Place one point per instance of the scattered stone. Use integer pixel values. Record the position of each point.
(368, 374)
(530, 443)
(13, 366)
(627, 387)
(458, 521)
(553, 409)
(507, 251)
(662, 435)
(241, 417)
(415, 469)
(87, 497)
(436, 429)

----------------------------------------

Rewrite the lines above, swapping "scattered stone" for "loose rock" and leaving the rest as it is.

SOLVED PROBLEM:
Place one point per instance of the loose rock. Use integer pixel values. Record the position of each point.
(368, 374)
(530, 443)
(13, 366)
(627, 387)
(458, 521)
(553, 409)
(507, 251)
(662, 435)
(241, 417)
(415, 469)
(87, 497)
(436, 429)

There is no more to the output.